*** PASSAGE PROVIDED ***

I head back to the store. Traffic is jammed on Sunset Boulevard. Idling a few blocks from home base, I glance into the rearview and see a drunken man--a dead ringer for the late comedian Sam Kinison--rush out of a bar and head toward me. He’s yelling something incomprehensible and holding his arms aloft in such a way that I realize if he reaches me he’s going to wind up the big key on the back of my car, for sure.

A car-length space opens up ahead, and I let out the clutch. The Bug leaps forward; Sam lurches past my rear end and disappears. Whoever he is, whatever he wanted, he is gone. I give thanks that I can quit this research project, stop my spirit-sapping soul-searching and go back to my life of letters. After all, I tell myself, I’m only a faux Pink Dot Man. I can quit at any time.

Then, for some reason, I flash back to an earlier delivery. A guy my age in Santa Monica, in the midst of checking his order (large fruit salad, Kendall-Jackson Chardonnay), looked up and asked me if working for Pink Dot is my only job.

“No,” I said smugly. “I’m a writer.”

“Uh-huh.” He nodded knowingly.

I replay this enigmatic exchange in my head a few times, then shiver. What exactly did he mean by that? I would have loved to have asked him. But, of course, I couldn’t.

*** End of PASSAGE PROVIDED ***
*** DATASET CONTENT ***

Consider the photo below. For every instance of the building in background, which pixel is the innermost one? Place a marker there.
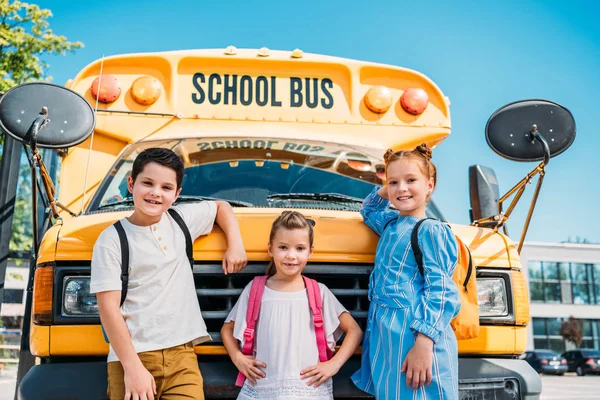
(564, 281)
(13, 303)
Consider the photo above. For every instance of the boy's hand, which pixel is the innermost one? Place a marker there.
(249, 366)
(234, 259)
(320, 372)
(417, 364)
(139, 384)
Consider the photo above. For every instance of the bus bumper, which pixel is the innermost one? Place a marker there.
(479, 378)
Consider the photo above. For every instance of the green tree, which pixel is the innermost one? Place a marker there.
(25, 37)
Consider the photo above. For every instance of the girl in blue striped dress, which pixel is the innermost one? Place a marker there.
(409, 349)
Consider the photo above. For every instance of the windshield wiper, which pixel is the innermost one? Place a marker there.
(128, 201)
(333, 197)
(234, 203)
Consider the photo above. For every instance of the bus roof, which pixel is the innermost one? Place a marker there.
(265, 86)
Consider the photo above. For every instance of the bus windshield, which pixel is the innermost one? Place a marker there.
(259, 172)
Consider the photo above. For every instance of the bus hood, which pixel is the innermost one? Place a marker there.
(340, 237)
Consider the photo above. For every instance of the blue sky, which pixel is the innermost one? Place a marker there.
(481, 54)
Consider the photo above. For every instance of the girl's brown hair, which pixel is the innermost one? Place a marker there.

*** End of DATASET CONTENT ***

§ ACTIONS TO TAKE:
a - From the Pink Dot passage above, return the text starting at "I head back" and ending at "at any time.", copied word for word.
b - In the Pink Dot passage, what did the customer in Santa Monica order?

§ TASK SOLUTIONS:
a -
I head back to the store. Traffic is jammed on Sunset Boulevard. Idling a few blocks from home base, I glance into the rearview and see a drunken man--a dead ringer for the late comedian Sam Kinison--rush out of a bar and head toward me. He’s yelling something incomprehensible and holding his arms aloft in such a way that I realize if he reaches me he’s going to wind up the big key on the back of my car, for sure.

A car-length space opens up ahead, and I let out the clutch. The Bug leaps forward; Sam lurches past my rear end and disappears. Whoever he is, whatever he wanted, he is gone. I give thanks that I can quit this research project, stop my spirit-sapping soul-searching and go back to my life of letters. After all, I tell myself, I’m only a faux Pink Dot Man. I can quit at any time.

b - A large fruit salad and Kendall-Jackson Chardonnay.